TASK GOAL
Write out all entries word for word.

DATASET CONTENT
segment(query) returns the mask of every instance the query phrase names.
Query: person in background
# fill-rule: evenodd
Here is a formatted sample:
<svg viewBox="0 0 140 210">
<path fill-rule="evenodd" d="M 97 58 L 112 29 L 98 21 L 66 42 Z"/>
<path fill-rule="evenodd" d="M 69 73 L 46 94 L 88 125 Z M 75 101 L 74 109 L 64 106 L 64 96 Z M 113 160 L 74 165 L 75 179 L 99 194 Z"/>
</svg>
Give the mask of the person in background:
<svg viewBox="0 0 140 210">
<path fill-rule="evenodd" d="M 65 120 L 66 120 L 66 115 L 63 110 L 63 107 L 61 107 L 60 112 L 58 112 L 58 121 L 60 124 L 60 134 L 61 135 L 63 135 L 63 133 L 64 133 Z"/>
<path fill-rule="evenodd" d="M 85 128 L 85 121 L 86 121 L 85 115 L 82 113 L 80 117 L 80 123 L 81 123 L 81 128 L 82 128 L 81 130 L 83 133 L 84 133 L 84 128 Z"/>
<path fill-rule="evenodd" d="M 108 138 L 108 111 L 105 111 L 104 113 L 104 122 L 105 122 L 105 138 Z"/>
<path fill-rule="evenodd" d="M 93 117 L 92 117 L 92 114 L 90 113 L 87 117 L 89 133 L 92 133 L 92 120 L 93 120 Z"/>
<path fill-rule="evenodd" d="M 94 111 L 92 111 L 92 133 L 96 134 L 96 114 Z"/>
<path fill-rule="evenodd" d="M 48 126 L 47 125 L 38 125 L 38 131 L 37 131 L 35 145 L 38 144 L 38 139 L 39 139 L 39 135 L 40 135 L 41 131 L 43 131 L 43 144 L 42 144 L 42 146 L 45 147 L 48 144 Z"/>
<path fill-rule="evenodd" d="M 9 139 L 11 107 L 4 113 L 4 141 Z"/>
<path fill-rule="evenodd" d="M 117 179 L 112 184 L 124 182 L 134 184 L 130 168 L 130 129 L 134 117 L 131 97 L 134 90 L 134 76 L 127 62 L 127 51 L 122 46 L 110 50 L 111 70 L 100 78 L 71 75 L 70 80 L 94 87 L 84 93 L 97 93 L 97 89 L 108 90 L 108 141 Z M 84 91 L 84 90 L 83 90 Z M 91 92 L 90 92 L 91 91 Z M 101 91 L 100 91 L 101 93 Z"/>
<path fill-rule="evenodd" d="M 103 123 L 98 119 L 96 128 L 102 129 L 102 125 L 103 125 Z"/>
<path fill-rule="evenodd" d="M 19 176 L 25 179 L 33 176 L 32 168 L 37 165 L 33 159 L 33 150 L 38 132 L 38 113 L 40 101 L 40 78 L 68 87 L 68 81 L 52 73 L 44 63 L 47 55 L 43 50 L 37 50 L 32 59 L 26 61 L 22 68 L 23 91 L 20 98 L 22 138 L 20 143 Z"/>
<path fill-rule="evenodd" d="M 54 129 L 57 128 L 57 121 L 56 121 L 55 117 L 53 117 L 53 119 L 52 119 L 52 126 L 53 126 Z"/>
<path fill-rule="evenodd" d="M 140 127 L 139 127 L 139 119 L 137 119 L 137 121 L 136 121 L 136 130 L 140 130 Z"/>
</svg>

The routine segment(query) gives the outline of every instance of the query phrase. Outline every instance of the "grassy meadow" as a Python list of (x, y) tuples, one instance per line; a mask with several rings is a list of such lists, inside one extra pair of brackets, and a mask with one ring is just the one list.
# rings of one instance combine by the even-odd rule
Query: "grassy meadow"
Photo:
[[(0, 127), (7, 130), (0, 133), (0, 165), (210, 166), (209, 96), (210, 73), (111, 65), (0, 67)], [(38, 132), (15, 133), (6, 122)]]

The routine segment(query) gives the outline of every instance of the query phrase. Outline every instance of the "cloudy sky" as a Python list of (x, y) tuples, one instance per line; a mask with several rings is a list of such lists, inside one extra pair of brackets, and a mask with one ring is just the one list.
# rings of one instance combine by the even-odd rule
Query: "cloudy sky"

EXERCISE RESULT
segment(query) returns the mask of every instance the query phrase names.
Query: person in background
# fill-rule: evenodd
Here is a formatted sample:
<svg viewBox="0 0 140 210">
<path fill-rule="evenodd" d="M 97 58 L 112 29 L 98 21 L 66 42 Z"/>
<path fill-rule="evenodd" d="M 69 73 L 46 94 L 88 125 Z M 75 101 L 74 109 L 64 106 L 64 96 Z M 113 160 L 74 165 L 75 179 L 99 194 Z"/>
</svg>
Give the mask of the person in background:
<svg viewBox="0 0 140 210">
<path fill-rule="evenodd" d="M 65 120 L 66 120 L 66 115 L 63 110 L 63 107 L 61 107 L 60 112 L 58 112 L 58 121 L 60 124 L 60 134 L 61 135 L 63 135 L 63 133 L 64 133 Z"/>
<path fill-rule="evenodd" d="M 85 128 L 85 121 L 86 121 L 85 115 L 82 113 L 80 117 L 80 123 L 81 123 L 81 128 L 82 128 L 81 130 L 83 133 L 84 133 L 84 128 Z"/>
<path fill-rule="evenodd" d="M 108 138 L 108 111 L 105 111 L 104 113 L 104 122 L 105 122 L 105 138 Z"/>
<path fill-rule="evenodd" d="M 93 117 L 92 117 L 92 114 L 90 113 L 87 117 L 89 133 L 92 133 L 92 120 L 93 120 Z"/>
<path fill-rule="evenodd" d="M 94 111 L 92 111 L 92 133 L 96 134 L 96 114 Z"/>
<path fill-rule="evenodd" d="M 48 126 L 47 125 L 38 125 L 38 131 L 37 131 L 35 145 L 38 144 L 38 139 L 39 139 L 39 135 L 40 135 L 41 131 L 43 131 L 43 144 L 42 144 L 42 146 L 45 147 L 48 144 Z"/>
<path fill-rule="evenodd" d="M 9 139 L 11 107 L 4 113 L 4 141 Z"/>
<path fill-rule="evenodd" d="M 117 179 L 112 184 L 124 182 L 134 184 L 130 168 L 130 129 L 134 117 L 131 97 L 134 90 L 134 76 L 127 62 L 127 51 L 122 46 L 110 50 L 111 70 L 100 78 L 71 75 L 70 80 L 94 87 L 84 93 L 97 93 L 97 89 L 108 90 L 108 141 Z M 84 91 L 84 90 L 83 90 Z M 91 92 L 90 92 L 91 91 Z M 101 91 L 100 91 L 101 93 Z"/>
<path fill-rule="evenodd" d="M 103 123 L 98 119 L 96 128 L 102 129 L 102 125 L 103 125 Z"/>
<path fill-rule="evenodd" d="M 19 176 L 25 179 L 33 176 L 32 168 L 37 165 L 33 159 L 33 150 L 38 132 L 38 113 L 40 101 L 40 78 L 68 87 L 68 81 L 52 73 L 44 63 L 47 55 L 43 50 L 37 50 L 32 59 L 26 61 L 22 68 L 23 91 L 20 98 L 22 138 L 20 143 Z"/>
<path fill-rule="evenodd" d="M 54 129 L 57 128 L 57 121 L 56 121 L 55 117 L 53 117 L 53 119 L 52 119 L 52 126 L 53 126 Z"/>
<path fill-rule="evenodd" d="M 140 127 L 139 127 L 139 119 L 137 119 L 137 121 L 136 121 L 136 130 L 140 130 Z"/>
</svg>

The routine segment(query) gives the outline of every instance of the query phrase. Outline every instance of the "grassy meadow" as a Python list of (x, y) tuples, one instance per line; a mask with several rings is a list of such lists, inside one extra pair of brackets, and a mask with one ring is just the one list.
# rings of one instance combine by the even-odd rule
Query: "grassy meadow"
Photo:
[[(0, 127), (7, 130), (0, 133), (0, 165), (210, 166), (209, 96), (210, 73), (111, 65), (0, 67)], [(38, 132), (15, 133), (6, 122)]]

The routine segment(query) gives the outline of every instance of the query phrase. Outline every instance of the "cloudy sky" as a Python list of (x, y) tuples, one instance per line; a mask with several rings is a list of such lists, inside one extra pair of brackets, and a mask with one ring is just the one list.
# rings of one instance combine by the even-odd rule
Query: "cloudy sky"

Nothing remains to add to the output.